**EXCERPT**:
This is additional language allowing former spouses to move on with their life. No longer will new spouses be pulled into an alimony fight.
Requires the side that unnecessarily promotes or defends against an alimony modification to pay fees to the other side. This is known in contract law as a “prevailing party” clause.
Requires the spouse with more money to pay or offset the cost of attorneys for both sides. This serves as an incentive to act unreasonable.
This language requires anyone playing unnecessary games to pay everyone’s attorneys.
Sleeper Provision on Child Custody:
The Senate version of the alimony bill changes the starting point for child custody decisions to a 50/50 custody plan. It remains to be seen if this language survives.
Visit back to this page for updates
Old Alimony Bill – 2013 – 2014
* November 23rd, 2014 – Now that Governor Scott has retained his office, the possibility of some sort of alimony legislation has significantly increased. Look for new, proposed legislation sometime after the new year. Chances are high the proposed legislation will be a bit less ambitious and will contain relatively minor changes. But any change will present opportunities and challenges for both sides of alimony cases.
One personal observation on claims being made ….

**INFORMATION SUPPLIED**:

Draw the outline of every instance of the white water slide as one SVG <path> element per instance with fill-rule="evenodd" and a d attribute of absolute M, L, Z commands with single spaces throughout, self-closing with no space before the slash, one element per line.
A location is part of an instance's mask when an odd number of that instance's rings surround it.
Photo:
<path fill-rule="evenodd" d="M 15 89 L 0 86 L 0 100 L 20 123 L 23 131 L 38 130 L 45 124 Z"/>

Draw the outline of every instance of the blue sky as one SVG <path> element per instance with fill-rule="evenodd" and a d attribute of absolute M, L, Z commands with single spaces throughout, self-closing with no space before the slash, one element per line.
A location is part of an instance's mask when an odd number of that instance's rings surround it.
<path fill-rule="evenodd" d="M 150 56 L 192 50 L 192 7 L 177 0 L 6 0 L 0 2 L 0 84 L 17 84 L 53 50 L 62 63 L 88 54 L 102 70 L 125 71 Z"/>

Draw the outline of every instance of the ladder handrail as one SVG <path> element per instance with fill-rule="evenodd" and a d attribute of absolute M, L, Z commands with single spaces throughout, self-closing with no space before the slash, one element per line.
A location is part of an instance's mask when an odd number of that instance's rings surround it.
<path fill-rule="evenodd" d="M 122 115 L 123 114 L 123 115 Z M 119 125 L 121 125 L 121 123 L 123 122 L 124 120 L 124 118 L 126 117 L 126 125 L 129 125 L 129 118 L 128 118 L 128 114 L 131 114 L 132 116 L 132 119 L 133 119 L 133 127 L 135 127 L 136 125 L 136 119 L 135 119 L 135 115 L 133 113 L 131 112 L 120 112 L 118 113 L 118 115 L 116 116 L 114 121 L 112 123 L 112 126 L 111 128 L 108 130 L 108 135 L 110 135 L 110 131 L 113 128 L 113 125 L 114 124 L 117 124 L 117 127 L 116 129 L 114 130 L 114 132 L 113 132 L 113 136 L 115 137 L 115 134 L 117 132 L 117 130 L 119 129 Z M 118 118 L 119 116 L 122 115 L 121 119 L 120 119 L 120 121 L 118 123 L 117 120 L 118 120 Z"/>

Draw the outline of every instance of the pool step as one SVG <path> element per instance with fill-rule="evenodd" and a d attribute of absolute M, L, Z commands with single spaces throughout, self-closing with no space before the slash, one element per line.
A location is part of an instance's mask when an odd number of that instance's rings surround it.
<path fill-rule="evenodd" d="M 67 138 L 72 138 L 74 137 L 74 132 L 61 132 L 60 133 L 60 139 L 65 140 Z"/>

**SET PROBLEM**:
Answer these about the alimony excerpt:
1. What term from contract law does the excerpt give for making the side that unnecessarily promotes or defends against an alimony modification pay the other side's fees?
2. What starting point for child custody decisions does the Senate version of the bill set?
3. According to the November 23rd, 2014 entry, who retained his office?

**ANSWER**:
1. A "prevailing party" clause.
2. A 50/50 custody plan.
3. Governor Scott.